### Given instruction
Nothing before the line containing "woman's hand on" belongs in the answer; quote that line and all lines after it through the end of the material, word for word.

BEGIN Data for processing

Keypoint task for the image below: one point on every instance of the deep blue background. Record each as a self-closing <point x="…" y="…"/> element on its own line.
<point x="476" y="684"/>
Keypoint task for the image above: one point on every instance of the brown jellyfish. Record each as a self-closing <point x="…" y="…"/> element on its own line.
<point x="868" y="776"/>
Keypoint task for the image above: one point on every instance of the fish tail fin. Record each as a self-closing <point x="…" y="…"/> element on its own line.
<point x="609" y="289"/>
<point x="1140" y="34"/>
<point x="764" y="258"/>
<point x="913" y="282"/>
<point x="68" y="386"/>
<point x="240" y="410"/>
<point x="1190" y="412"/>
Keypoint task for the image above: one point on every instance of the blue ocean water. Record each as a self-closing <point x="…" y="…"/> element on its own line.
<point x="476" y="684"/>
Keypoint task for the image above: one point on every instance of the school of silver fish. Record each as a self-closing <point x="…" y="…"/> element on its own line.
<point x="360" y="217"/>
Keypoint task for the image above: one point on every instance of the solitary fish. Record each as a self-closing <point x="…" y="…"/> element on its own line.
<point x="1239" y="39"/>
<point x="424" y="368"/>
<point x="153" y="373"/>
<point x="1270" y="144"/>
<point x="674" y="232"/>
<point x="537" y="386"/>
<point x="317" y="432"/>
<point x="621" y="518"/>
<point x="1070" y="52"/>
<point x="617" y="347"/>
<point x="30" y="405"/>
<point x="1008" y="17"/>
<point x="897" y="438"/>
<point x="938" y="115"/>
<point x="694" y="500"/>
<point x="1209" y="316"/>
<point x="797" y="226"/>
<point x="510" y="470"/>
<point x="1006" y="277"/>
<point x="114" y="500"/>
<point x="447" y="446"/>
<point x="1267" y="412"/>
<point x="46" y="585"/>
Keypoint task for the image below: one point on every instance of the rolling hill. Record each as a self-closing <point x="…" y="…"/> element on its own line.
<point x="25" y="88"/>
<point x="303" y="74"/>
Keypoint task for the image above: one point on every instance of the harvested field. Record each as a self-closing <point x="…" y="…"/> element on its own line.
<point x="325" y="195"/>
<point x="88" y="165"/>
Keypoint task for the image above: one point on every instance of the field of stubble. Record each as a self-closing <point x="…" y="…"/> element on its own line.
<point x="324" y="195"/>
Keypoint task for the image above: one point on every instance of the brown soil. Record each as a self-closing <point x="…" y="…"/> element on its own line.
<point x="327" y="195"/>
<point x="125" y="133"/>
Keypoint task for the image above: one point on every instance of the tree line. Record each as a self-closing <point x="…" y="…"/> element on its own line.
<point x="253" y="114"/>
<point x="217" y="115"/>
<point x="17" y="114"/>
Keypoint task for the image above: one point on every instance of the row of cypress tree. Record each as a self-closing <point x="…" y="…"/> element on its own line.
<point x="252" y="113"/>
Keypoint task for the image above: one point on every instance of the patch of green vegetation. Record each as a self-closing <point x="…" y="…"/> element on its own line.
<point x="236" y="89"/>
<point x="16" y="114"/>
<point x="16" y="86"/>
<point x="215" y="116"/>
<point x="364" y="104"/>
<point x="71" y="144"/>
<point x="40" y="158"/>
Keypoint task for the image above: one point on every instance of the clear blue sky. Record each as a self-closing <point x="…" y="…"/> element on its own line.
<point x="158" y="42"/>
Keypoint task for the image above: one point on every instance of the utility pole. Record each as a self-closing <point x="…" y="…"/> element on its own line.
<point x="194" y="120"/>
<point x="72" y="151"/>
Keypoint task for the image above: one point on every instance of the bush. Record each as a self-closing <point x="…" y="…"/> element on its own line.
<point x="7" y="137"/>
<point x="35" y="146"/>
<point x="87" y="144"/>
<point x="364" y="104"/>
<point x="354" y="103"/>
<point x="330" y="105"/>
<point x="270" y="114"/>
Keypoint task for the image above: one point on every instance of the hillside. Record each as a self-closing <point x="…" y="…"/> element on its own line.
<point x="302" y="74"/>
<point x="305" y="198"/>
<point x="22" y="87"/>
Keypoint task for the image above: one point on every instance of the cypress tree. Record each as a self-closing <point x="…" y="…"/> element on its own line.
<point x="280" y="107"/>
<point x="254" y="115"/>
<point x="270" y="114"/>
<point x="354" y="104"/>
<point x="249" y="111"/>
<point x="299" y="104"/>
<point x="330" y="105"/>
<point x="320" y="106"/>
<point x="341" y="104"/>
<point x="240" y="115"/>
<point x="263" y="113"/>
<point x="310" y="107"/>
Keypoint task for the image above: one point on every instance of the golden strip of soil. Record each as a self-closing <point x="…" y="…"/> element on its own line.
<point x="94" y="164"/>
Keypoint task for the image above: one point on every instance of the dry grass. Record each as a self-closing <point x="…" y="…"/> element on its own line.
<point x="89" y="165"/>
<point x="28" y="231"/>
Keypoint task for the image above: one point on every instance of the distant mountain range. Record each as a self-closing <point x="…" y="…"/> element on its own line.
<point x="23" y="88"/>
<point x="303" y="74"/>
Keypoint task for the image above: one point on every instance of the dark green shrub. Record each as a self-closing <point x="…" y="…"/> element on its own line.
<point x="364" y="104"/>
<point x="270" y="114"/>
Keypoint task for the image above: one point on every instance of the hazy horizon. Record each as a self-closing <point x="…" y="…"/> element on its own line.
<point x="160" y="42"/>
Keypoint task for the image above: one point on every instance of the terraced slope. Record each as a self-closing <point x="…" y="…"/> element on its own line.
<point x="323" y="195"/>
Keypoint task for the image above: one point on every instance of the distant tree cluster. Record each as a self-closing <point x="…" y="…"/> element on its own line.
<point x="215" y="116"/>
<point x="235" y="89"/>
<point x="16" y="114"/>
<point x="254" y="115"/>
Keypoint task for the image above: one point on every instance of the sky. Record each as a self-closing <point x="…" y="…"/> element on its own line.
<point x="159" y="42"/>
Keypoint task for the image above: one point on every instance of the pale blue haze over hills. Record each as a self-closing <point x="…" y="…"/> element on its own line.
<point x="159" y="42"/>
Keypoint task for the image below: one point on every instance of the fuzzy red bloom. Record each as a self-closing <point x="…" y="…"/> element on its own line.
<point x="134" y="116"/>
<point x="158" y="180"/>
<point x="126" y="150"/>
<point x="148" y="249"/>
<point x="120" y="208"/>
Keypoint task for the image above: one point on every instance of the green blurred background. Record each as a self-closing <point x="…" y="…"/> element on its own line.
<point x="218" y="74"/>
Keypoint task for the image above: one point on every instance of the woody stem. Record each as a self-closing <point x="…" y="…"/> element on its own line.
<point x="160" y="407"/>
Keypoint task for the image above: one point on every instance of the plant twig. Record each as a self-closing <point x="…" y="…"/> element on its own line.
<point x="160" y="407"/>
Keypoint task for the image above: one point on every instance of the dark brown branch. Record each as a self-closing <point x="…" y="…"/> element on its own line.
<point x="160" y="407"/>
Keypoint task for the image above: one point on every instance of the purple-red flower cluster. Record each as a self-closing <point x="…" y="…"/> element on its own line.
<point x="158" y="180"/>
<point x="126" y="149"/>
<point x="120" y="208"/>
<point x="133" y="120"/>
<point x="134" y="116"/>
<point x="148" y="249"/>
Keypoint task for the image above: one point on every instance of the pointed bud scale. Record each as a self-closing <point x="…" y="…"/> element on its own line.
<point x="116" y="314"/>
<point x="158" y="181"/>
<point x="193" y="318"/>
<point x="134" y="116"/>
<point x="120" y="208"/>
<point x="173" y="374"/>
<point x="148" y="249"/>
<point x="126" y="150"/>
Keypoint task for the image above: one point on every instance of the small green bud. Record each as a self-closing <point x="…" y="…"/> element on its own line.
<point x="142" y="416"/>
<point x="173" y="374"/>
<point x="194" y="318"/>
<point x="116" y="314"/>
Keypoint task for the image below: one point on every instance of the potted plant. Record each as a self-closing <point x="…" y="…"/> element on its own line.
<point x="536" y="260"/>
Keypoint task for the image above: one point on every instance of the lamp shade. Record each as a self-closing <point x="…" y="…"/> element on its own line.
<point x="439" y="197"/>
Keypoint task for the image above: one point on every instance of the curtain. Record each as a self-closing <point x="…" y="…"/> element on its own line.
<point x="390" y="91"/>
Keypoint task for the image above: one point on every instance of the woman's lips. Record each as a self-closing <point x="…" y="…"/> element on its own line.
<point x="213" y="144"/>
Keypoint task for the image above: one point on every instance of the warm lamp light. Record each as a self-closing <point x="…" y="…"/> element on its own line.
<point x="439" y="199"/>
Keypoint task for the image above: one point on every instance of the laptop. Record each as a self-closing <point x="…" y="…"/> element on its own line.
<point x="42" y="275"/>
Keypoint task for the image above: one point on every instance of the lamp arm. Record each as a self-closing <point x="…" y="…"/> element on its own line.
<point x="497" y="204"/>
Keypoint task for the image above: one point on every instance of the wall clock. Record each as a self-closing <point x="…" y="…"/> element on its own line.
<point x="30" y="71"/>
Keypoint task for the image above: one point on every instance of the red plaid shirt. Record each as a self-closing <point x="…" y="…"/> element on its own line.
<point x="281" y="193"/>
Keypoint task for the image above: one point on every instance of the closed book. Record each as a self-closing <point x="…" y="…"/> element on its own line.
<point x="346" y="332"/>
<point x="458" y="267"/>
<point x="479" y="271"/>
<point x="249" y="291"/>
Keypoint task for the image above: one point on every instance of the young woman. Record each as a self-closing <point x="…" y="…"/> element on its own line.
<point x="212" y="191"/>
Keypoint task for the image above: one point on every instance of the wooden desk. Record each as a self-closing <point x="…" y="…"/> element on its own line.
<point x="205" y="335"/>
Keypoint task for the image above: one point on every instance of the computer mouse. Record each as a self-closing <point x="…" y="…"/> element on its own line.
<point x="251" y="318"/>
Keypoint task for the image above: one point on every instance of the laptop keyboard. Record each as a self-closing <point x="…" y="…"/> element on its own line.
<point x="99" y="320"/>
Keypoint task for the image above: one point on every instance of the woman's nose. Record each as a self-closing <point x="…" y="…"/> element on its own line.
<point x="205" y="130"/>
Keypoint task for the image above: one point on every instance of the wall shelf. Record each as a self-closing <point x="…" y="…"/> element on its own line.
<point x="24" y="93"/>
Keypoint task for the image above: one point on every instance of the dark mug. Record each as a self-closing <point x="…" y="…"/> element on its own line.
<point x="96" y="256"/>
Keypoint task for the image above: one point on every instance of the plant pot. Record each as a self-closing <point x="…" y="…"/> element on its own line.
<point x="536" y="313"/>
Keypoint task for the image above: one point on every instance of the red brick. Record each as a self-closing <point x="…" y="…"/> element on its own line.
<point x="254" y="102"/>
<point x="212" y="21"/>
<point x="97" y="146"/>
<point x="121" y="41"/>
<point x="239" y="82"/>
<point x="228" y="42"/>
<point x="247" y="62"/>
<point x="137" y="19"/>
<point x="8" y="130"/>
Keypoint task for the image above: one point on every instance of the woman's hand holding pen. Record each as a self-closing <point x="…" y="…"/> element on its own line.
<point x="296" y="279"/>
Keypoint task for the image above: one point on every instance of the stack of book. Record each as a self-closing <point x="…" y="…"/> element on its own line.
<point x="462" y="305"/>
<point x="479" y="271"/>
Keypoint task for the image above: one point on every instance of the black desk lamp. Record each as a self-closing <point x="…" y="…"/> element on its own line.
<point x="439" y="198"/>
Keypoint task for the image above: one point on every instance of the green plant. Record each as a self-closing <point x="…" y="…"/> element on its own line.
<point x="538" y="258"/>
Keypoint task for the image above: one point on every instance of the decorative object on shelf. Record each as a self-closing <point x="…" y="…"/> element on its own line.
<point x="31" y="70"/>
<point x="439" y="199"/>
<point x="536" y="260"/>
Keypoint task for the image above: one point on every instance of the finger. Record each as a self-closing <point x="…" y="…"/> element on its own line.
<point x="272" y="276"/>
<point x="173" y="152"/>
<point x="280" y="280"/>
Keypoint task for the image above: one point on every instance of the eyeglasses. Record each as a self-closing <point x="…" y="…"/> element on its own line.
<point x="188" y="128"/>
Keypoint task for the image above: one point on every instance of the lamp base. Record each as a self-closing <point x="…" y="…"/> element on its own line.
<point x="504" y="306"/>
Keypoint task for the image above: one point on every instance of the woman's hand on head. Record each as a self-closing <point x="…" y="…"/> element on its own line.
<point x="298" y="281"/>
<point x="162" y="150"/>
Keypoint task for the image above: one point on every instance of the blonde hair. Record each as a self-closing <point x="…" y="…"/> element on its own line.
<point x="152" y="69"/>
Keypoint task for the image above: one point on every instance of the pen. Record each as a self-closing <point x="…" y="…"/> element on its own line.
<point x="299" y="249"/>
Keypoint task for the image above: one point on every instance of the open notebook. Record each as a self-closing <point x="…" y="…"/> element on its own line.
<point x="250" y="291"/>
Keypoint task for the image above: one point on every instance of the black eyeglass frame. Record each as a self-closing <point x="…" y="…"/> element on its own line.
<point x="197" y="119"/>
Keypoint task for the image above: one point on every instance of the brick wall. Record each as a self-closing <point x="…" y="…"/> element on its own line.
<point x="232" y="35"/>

END Data for processing

### Solution for this problem
Keypoint task for the image above: one point on every instance of the woman's hand on head. Record each as a self-closing <point x="…" y="…"/> element on its own line.
<point x="298" y="281"/>
<point x="162" y="150"/>
Keypoint task for the image above: one point on every instance of the blonde hair. Record each as a self-closing <point x="…" y="…"/> element on its own line.
<point x="152" y="69"/>
Keypoint task for the image above: one point on every instance of the pen. Record each as a self-closing <point x="…" y="…"/> element on its own line.
<point x="299" y="249"/>
Keypoint task for the image above: one point on every instance of the open notebook. Record each as a self-closing <point x="…" y="…"/> element on its own line.
<point x="250" y="291"/>
Keypoint task for the image above: one point on every instance of the black eyeglass frame. Record each as a self-closing <point x="…" y="…"/> element on its own line.
<point x="197" y="119"/>
Keypoint task for the image above: one point on every instance of the brick wall. Record each as a self-closing <point x="…" y="…"/> element on its own line.
<point x="232" y="35"/>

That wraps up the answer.